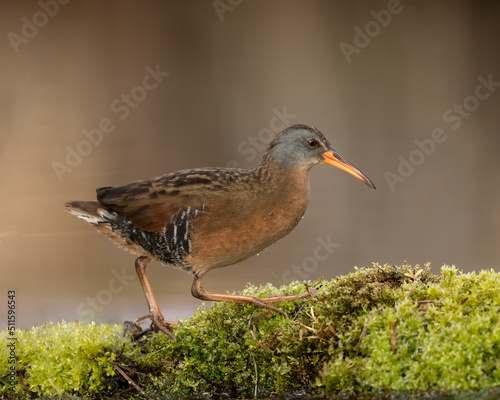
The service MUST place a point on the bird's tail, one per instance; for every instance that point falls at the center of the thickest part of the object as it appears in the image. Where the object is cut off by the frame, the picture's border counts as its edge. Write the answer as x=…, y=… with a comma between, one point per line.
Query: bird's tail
x=91, y=211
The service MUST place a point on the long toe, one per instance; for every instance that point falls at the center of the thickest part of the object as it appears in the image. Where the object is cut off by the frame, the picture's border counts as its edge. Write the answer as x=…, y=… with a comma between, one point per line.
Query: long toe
x=160, y=324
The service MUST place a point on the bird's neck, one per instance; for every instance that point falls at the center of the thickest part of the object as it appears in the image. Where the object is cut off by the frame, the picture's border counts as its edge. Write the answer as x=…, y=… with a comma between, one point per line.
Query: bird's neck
x=283, y=179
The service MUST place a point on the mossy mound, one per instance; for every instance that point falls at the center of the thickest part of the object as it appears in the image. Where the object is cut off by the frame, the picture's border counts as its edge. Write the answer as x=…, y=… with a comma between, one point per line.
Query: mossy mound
x=379, y=331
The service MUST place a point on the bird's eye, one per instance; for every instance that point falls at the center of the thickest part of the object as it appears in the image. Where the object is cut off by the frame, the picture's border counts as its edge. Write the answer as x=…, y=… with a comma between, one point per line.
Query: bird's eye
x=312, y=143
________________
### YOUR TASK
Could you rewrite all the lines above with "thickest part" swapped for "widest part" wherever it occurs, keeping everything else the same and leaving the pictures out?

### EXERCISE RESULT
The service MUST place a point on the bird's tail, one per instance; for every instance that point falls at the center of the widest part of the object as it appears in the image. Where the object is cut off by the frame, the picture's border counts as its edge. Write the answer as x=…, y=… with a comma between, one point per line.
Query: bird's tail
x=91, y=211
The service MUST place a point on the long toe, one per instance; for every instance that point falls at the center of the widest part of the object as it appears in the image. Where the object is cut off by the frame, the picture's border counts as its edge. Write the answer as x=…, y=… with a comma between, one point per line.
Query: long toe
x=160, y=324
The service MUST place a point on the bird's neck, one per instance; for every instance that point falls at the center of the widest part of the object as it appears in the image. Where the object is cut off by the frame, the picture's border counts as its edge. Write the answer as x=…, y=… with a comma between, one point per line.
Query: bird's neck
x=283, y=179
The service MUST place a point on the mossy mound, one per instance; for every instance that point falls at the center of the widest part of the object as it appears in the image. Where the object is cut off by the frame, the picture's border counts as its edge. Write the answer as x=…, y=… with a comma between, one point per line.
Query: mossy mound
x=379, y=331
The service MUST place a point on the bird's eye, one per instance; for every instance that point falls at the center of the widest part of the object as it appears in the image. Where the object is cut off by the frame, the picture's border counts as its edge. Write the answer as x=…, y=… with a comma between, one point per line.
Query: bird's eye
x=312, y=143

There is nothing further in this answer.